Bloc de texte:
————
Concrètement, « Le Petit Journal » sur Canal Plus a diffusé des séquences obscènes, en interrogeant de très jeunes enfants de cinq ou six ans sur les lieux des drames. Les filmer en train de pleurer, les enregistrer disant que « les méchants ne sont pas gentils » ou que « les fleurs nous protègent des pistolets » est simplement terrifiant. Où est ici le journalisme ?

Enfin, tu mets en lumière la transformation d’« un événement politique majeur en un spectacle à la fois accablant et hypnotisant ». Selon toi, que serait le traitement correct de ce type d’événement ?

Les journalistes, comme tous les citoyens, ont été affectés par ces événements tragiques, et il est normal que l’émotion de la rue gagne les journalistes. Mais cela n’excuse pas tout. Dans un univers concurrentiel, la place qu’occupe l’information en continu (avec Internet, avec Twitter, avec les chaînes d’information) dans les médias modifie fortement le rapport que les journalistes entretiennent avec le temps : il faut faire vite, et surtout plus vite que les autres. Ainsi, il n’y a plus de recul, et moins de place pour la réflexion.

Le traitement correct pour ce type d’événement serait de ne pas faire de l’information en continu, justement. Ne pas être dans l’attente permanente en comblant le vide par du creux (par exemple en interrogeant des passants pour leur demander s’ils sont inquiets...). Il me semble logique d’informer sur les faits, de prendre le temps pour faire de l’analyse, mais de ne pas se précipiter. Structurellement, avec un journal télévisé ou une édition papier par jour, la dimension quotidienne de l’information – et non en temps réel avec des « éditions spéciales » permanentes – permettait de prendre un peu de hauteur dans la lecture des événements…

Acrimed critique les « éditorialistes-faucons » qui attaquent les voix discordantes qui, pour le dire vite, n’adhèrent pas à « l’union nationale ». Par quelles méthodes ?
————
Données annotées de localisation sur photos:

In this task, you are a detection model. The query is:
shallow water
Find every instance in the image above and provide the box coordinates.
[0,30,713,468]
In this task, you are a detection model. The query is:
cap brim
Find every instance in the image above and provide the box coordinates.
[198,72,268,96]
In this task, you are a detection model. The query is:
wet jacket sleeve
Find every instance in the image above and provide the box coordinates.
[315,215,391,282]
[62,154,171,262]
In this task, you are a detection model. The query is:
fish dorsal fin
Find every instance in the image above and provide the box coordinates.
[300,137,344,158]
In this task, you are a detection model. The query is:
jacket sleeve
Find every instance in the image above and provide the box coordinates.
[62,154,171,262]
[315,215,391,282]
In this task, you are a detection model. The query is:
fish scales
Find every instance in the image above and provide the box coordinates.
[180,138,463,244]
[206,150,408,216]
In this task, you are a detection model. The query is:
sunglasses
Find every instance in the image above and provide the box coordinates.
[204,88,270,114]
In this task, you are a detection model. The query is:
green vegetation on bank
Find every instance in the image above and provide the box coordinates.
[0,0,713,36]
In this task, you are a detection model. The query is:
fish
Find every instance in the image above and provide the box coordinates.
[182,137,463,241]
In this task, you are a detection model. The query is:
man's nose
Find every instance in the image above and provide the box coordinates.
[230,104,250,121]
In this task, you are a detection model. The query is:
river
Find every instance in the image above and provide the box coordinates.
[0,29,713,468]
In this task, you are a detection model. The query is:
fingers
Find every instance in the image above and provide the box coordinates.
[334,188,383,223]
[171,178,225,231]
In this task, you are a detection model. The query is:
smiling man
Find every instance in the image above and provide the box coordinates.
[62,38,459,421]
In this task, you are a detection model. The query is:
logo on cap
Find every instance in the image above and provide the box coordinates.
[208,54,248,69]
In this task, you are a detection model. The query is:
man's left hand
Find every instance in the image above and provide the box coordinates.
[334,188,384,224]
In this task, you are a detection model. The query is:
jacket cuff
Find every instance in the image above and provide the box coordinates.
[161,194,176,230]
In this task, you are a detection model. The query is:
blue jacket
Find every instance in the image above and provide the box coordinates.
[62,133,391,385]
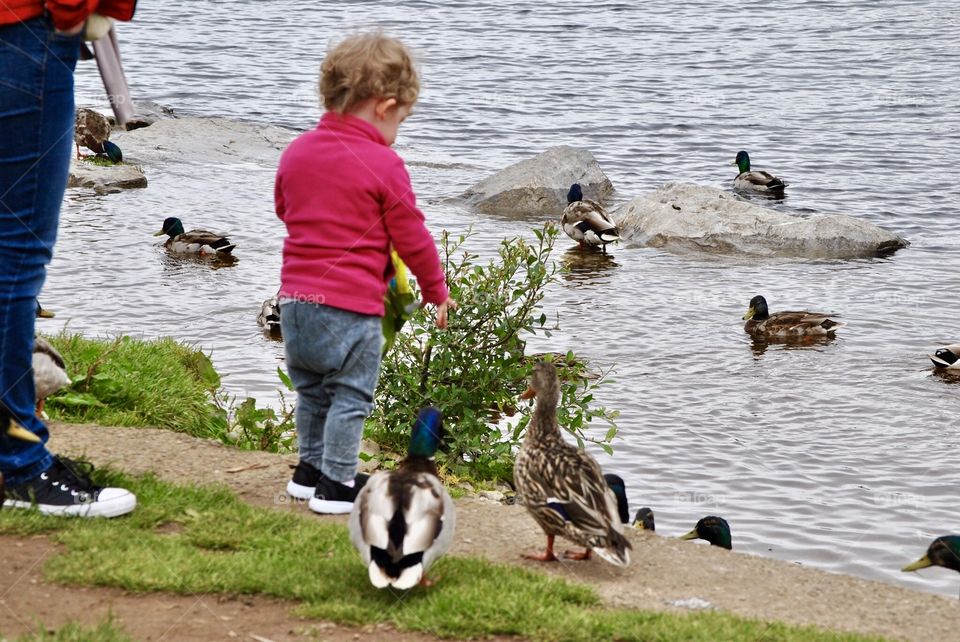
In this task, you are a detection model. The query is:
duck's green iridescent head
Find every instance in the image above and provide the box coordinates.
[633,506,657,533]
[680,515,733,550]
[900,535,960,572]
[154,216,183,238]
[730,150,750,174]
[743,295,770,321]
[407,406,443,459]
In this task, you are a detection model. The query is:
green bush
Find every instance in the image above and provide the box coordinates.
[366,225,617,480]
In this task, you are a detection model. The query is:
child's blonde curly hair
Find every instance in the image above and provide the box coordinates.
[320,31,420,114]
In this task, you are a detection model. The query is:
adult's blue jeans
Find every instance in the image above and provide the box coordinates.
[280,301,383,482]
[0,18,80,486]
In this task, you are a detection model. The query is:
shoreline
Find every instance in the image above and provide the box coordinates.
[24,422,960,641]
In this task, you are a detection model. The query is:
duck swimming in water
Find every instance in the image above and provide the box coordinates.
[731,151,787,198]
[154,216,237,255]
[743,296,847,338]
[561,183,620,252]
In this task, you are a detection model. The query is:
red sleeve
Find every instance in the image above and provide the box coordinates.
[44,0,137,31]
[382,157,450,305]
[273,169,287,221]
[44,0,97,31]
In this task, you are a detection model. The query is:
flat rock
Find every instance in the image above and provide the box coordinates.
[613,183,909,258]
[463,145,613,216]
[67,158,147,194]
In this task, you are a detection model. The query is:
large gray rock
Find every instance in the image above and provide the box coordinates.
[463,145,613,216]
[613,183,909,258]
[67,158,147,194]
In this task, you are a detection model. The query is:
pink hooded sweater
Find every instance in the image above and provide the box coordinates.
[274,112,449,316]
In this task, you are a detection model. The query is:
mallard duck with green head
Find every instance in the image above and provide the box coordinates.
[743,296,847,338]
[348,407,456,590]
[927,343,960,370]
[513,361,631,566]
[561,183,620,252]
[680,515,733,551]
[731,151,787,198]
[900,535,960,592]
[154,216,237,255]
[633,506,657,533]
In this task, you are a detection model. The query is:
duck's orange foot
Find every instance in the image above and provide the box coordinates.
[523,550,557,562]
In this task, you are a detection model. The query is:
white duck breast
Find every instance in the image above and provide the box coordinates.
[562,200,620,245]
[348,462,456,590]
[33,337,70,401]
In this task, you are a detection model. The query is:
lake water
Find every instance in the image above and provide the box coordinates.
[50,0,960,595]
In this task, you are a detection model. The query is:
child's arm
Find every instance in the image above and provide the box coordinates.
[381,157,456,320]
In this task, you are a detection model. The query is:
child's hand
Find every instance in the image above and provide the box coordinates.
[437,297,457,330]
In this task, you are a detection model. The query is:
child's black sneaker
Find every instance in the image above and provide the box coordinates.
[3,457,137,517]
[287,459,323,499]
[309,473,370,515]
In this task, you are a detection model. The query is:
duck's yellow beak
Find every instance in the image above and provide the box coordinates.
[900,555,933,573]
[7,420,40,444]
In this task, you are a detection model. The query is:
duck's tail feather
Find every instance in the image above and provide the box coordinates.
[592,528,633,566]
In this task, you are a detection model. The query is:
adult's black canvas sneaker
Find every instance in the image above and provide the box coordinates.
[3,457,137,517]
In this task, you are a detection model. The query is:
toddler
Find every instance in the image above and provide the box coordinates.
[274,33,456,514]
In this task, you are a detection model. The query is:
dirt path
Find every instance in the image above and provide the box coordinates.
[0,425,960,642]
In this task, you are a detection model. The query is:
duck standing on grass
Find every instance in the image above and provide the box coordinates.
[348,407,456,590]
[731,151,787,198]
[33,337,70,419]
[900,535,960,592]
[680,515,733,551]
[743,296,847,338]
[513,361,631,566]
[154,216,237,255]
[561,183,620,252]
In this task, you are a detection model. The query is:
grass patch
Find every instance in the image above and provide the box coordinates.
[0,471,881,642]
[0,619,133,642]
[46,332,228,439]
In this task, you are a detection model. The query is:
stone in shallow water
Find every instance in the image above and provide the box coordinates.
[612,183,909,258]
[67,158,147,193]
[463,145,613,218]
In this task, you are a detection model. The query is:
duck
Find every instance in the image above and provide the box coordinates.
[680,515,733,551]
[927,343,960,370]
[731,150,787,198]
[561,183,620,252]
[633,506,657,533]
[513,361,631,567]
[900,535,960,588]
[257,296,280,335]
[154,216,237,255]
[348,406,456,590]
[73,107,110,158]
[33,336,70,419]
[743,296,847,338]
[603,473,630,524]
[0,403,40,442]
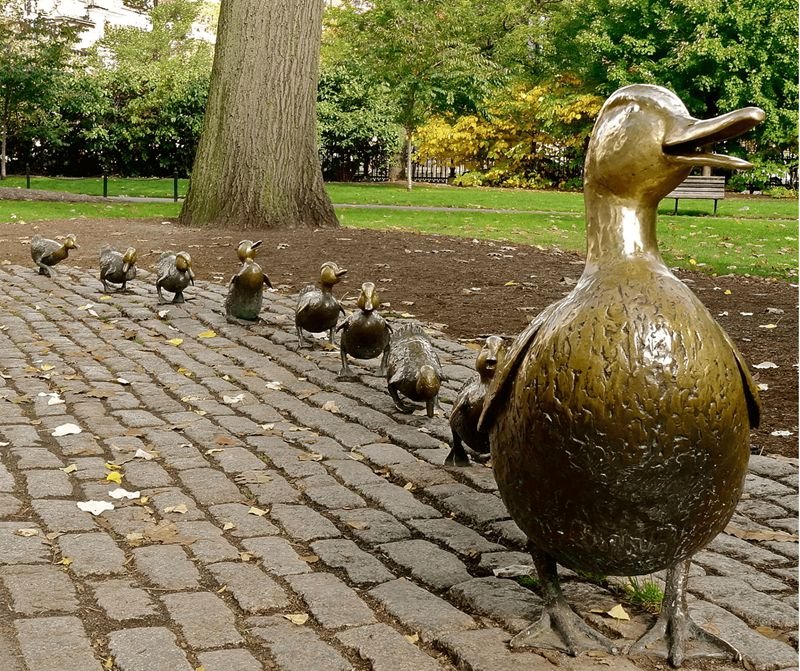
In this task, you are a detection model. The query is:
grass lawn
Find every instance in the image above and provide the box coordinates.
[0,194,798,280]
[0,176,798,221]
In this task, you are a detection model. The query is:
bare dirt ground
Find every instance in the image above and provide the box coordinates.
[0,219,798,457]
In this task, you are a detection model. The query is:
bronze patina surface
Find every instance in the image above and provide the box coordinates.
[444,336,505,466]
[482,85,764,666]
[156,252,194,303]
[225,240,272,321]
[31,233,78,277]
[100,245,136,293]
[386,324,444,417]
[294,261,347,347]
[336,282,392,379]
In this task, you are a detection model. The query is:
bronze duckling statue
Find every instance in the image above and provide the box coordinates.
[481,85,764,666]
[31,233,78,277]
[294,261,347,347]
[444,336,505,466]
[336,282,392,380]
[156,252,194,304]
[100,245,136,293]
[386,324,444,417]
[225,240,272,322]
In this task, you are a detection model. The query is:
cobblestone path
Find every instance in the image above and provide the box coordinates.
[0,266,798,671]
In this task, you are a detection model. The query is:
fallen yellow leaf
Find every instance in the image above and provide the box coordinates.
[606,603,631,620]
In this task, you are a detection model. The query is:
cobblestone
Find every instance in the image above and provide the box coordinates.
[0,565,78,616]
[163,592,244,650]
[0,268,798,671]
[108,627,194,671]
[14,616,101,671]
[286,573,375,629]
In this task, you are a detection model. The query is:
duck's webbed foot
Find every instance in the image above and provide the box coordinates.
[628,559,741,667]
[509,549,618,657]
[444,431,470,466]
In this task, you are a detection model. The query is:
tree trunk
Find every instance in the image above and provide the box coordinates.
[406,128,414,191]
[0,98,11,179]
[180,0,338,228]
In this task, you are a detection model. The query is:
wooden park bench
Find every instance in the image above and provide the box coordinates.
[665,175,725,214]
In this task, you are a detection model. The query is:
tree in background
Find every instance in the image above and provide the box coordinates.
[180,0,338,228]
[539,0,798,163]
[0,0,77,179]
[325,0,508,189]
[317,58,400,181]
[417,78,603,188]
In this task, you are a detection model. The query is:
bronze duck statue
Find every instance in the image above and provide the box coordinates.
[386,324,444,417]
[336,282,392,380]
[156,252,194,303]
[481,85,764,666]
[31,233,78,277]
[294,261,347,347]
[444,336,505,466]
[225,240,272,322]
[100,245,136,293]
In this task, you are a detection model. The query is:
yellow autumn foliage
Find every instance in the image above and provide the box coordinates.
[416,80,603,184]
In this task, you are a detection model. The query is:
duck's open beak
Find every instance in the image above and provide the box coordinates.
[663,107,764,170]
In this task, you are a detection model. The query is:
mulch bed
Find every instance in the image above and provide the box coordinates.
[0,218,798,457]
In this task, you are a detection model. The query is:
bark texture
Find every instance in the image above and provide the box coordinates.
[180,0,338,228]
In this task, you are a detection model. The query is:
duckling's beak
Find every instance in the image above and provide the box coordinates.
[361,286,375,312]
[663,107,764,170]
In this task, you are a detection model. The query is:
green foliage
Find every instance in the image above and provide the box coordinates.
[19,0,213,175]
[539,0,798,157]
[0,0,76,176]
[625,576,664,615]
[417,79,602,189]
[317,59,400,181]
————
Travail demandé: Poursuivez l'entretien sur le traitement médiatique des événements tragiques, à la suite de sa dernière phrase.

Votre réponse:
Comme souvent, il existe un consensus général au sein des éditorialistes et des chroniqueurs dès qu’il s’agit des questions sécuritaires et militaires. Nous avions constaté cela en 1999 lors de l’intervention au Kosovo, ou plus récemment en 2011 avec la Libye, où il était difficile d’élaborer une réflexion non consensuelle. Il en est de même aujourd’hui avec le discours guerrier du Président français : les éditocrates se sont vêtus en kaki pour l’accompagner, comme l’avaient fait les médias américains derrière George W. Bush en 2001.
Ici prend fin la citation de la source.